*Challenge*: Locate the line that contains "Satellite imagery analysis: find every round". Retype it and every line after it to the end of the records, exactly, but not the pictures.

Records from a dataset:
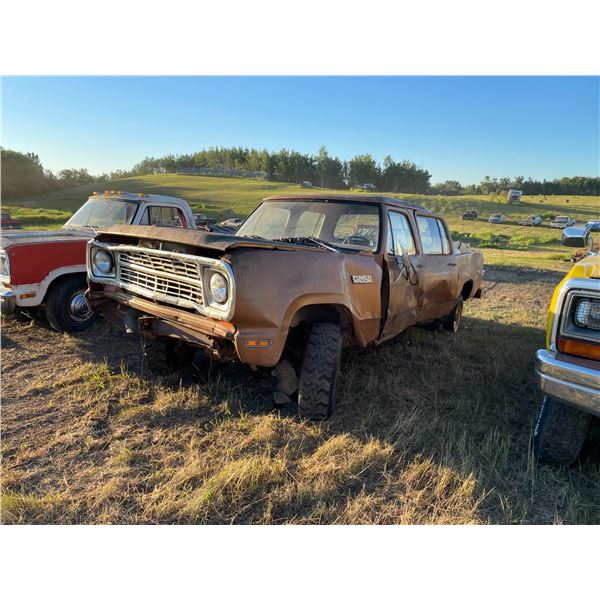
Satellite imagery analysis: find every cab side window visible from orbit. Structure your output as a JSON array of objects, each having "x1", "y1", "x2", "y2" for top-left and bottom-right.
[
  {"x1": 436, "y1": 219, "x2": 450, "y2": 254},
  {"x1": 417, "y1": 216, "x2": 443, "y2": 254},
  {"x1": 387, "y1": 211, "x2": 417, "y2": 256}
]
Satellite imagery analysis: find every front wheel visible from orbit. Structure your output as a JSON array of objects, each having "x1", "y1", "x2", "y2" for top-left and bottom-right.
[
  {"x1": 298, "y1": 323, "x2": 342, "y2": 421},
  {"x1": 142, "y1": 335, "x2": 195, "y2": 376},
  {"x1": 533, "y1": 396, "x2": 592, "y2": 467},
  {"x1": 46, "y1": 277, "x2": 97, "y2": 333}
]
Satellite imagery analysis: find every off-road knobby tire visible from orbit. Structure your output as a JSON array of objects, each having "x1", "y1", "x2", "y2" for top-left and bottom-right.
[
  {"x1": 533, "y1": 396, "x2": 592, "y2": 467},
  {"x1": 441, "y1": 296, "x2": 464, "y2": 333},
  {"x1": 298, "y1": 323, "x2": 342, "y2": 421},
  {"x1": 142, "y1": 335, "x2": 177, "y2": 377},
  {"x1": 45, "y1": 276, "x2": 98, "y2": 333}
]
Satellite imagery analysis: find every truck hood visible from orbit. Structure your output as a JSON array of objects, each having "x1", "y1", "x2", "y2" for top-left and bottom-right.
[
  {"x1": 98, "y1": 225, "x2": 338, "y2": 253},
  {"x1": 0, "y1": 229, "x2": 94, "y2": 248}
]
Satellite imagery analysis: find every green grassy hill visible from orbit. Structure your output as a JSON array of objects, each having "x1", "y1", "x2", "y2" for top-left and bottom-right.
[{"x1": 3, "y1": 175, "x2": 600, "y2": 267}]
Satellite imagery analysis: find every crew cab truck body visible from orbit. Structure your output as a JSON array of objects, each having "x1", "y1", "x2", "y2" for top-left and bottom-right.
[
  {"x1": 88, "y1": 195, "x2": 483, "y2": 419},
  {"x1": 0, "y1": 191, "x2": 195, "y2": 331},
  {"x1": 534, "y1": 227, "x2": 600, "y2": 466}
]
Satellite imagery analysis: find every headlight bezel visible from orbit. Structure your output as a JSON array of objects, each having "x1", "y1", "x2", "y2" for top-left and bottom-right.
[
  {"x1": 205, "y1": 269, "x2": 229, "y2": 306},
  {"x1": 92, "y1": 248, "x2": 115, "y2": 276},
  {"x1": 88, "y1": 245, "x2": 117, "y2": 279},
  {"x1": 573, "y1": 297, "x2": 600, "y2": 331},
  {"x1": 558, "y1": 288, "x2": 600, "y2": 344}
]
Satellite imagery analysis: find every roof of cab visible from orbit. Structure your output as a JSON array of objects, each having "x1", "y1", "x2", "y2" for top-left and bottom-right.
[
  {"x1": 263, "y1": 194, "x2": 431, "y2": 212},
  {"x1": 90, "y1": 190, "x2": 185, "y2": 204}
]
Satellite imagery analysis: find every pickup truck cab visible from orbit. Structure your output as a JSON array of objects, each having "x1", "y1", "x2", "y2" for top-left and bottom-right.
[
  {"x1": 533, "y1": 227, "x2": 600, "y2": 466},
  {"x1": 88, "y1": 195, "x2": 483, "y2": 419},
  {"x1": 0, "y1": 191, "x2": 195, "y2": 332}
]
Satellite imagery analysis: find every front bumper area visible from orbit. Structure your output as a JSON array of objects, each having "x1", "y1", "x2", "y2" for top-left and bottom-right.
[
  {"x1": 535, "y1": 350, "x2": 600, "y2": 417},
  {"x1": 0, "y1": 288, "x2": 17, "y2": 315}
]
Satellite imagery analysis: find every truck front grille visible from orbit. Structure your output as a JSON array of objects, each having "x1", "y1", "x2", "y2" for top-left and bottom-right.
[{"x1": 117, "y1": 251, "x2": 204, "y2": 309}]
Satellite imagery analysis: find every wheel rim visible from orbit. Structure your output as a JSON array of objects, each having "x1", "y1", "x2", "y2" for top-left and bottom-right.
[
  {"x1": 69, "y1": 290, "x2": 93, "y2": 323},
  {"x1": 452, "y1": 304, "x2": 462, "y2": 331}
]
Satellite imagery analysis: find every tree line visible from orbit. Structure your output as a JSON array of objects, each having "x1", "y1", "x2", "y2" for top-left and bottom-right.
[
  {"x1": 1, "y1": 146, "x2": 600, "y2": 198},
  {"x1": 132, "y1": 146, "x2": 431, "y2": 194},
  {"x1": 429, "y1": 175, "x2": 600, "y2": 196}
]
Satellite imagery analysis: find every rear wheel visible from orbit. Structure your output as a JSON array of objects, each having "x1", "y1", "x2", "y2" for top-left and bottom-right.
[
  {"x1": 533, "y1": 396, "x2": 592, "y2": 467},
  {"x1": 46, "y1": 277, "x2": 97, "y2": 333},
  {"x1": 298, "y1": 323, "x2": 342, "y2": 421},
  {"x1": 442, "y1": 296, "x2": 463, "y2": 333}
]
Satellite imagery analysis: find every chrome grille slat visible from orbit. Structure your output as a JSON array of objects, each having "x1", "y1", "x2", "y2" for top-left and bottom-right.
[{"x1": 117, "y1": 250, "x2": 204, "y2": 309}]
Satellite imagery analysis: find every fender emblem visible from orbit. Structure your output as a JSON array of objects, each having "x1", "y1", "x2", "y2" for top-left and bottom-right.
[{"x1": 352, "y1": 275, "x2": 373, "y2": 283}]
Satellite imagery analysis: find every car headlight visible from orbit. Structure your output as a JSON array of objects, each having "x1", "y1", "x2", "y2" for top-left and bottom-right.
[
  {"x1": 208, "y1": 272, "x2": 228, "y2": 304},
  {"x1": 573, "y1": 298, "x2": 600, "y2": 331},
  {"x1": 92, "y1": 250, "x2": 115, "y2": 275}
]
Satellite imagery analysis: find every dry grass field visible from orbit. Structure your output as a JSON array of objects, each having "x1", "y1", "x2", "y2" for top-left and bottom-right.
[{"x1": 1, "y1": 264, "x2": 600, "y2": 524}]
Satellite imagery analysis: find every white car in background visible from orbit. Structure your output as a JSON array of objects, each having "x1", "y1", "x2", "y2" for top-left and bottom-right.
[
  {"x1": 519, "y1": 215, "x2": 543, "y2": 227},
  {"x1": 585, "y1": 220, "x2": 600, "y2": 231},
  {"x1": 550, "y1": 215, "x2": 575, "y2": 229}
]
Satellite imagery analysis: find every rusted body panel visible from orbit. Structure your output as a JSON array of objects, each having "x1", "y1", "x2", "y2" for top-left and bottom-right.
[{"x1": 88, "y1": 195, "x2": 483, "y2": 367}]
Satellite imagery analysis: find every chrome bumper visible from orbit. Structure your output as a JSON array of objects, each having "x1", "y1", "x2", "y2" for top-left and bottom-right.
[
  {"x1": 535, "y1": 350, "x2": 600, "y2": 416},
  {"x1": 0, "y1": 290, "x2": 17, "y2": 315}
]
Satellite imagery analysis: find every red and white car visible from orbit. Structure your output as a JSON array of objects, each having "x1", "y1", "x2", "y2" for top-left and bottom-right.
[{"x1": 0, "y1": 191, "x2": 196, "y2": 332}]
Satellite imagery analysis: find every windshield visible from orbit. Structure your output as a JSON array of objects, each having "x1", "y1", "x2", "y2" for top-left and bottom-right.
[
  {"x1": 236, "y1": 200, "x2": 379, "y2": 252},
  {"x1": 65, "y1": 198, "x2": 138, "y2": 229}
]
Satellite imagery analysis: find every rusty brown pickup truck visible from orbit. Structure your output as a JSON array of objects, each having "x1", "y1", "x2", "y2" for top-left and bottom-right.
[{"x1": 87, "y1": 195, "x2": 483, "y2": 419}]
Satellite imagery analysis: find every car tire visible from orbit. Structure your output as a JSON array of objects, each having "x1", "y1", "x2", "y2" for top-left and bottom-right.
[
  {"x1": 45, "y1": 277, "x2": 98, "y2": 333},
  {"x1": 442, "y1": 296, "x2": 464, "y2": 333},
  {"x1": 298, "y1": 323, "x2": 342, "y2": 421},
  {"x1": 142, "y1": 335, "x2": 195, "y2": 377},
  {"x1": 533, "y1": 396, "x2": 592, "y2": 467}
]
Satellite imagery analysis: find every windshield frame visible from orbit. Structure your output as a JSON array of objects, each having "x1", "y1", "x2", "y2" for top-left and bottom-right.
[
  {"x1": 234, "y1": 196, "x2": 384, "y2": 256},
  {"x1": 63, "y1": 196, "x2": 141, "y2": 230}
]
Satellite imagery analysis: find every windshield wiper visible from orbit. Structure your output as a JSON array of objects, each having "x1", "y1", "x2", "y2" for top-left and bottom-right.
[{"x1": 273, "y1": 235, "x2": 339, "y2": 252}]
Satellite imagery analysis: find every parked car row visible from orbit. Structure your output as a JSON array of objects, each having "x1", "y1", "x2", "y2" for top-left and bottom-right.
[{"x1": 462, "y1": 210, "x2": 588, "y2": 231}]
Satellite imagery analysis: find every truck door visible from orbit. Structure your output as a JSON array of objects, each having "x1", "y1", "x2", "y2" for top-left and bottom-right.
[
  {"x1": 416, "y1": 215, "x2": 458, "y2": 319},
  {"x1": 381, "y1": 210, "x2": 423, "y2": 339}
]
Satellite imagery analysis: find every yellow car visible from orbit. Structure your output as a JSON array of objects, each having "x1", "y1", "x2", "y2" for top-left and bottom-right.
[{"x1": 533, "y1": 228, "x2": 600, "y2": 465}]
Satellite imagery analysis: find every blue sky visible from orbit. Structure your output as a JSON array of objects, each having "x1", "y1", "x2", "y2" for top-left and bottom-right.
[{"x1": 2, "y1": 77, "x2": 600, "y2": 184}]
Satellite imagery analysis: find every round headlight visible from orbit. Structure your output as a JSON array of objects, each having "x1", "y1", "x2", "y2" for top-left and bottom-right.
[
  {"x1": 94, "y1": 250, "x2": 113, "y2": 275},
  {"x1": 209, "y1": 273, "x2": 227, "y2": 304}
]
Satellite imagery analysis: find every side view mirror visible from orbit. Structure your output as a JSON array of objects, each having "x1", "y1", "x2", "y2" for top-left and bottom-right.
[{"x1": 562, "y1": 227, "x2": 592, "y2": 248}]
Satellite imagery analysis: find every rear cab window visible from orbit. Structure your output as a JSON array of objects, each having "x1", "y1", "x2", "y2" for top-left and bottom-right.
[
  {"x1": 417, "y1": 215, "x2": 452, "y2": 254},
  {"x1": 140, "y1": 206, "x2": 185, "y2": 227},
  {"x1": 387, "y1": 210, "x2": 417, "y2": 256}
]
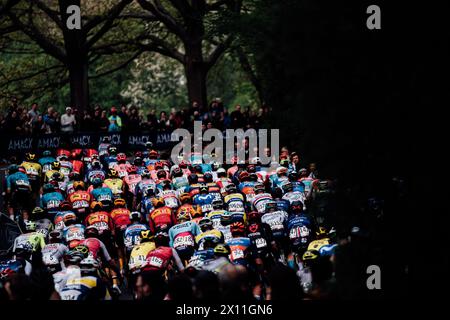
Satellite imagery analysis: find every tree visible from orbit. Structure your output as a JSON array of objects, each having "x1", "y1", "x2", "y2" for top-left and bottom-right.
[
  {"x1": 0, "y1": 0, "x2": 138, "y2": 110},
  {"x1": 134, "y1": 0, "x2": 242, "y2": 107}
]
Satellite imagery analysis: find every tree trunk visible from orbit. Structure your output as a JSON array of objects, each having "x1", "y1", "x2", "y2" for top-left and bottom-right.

*Exercise response*:
Satellite imagery analysis: find every round headlight visible from orbit. Structure your output as a JSON array of objects, each having "x1", "y1", "x2", "y2" for top-left and bottom-right.
[
  {"x1": 94, "y1": 250, "x2": 113, "y2": 275},
  {"x1": 209, "y1": 273, "x2": 227, "y2": 304}
]
Satellite imagery analysis: find every side view mirror visible from orbit. Structure your output as a JSON array of objects, each having "x1", "y1", "x2", "y2" for top-left and bottom-right.
[{"x1": 562, "y1": 227, "x2": 592, "y2": 248}]
Satellite imagery analysis: find every rear cab window visible from orbit. Structure your output as a JSON array of objects, each having "x1", "y1", "x2", "y2" for top-left and bottom-right.
[
  {"x1": 417, "y1": 215, "x2": 452, "y2": 254},
  {"x1": 140, "y1": 206, "x2": 185, "y2": 227},
  {"x1": 387, "y1": 210, "x2": 417, "y2": 256}
]
Satellite imagery analysis: find every tree visible from orbit. Structure your output as a JSON array of objects, each having "x1", "y1", "x2", "y2" for top-left and bottom-right.
[
  {"x1": 0, "y1": 0, "x2": 138, "y2": 110},
  {"x1": 134, "y1": 0, "x2": 242, "y2": 107}
]
Satellite imagery analysis: find every tree trunk visible from orbit. Structure your output as a JSON array of objects, each having "x1", "y1", "x2", "y2" for top-left and bottom-right.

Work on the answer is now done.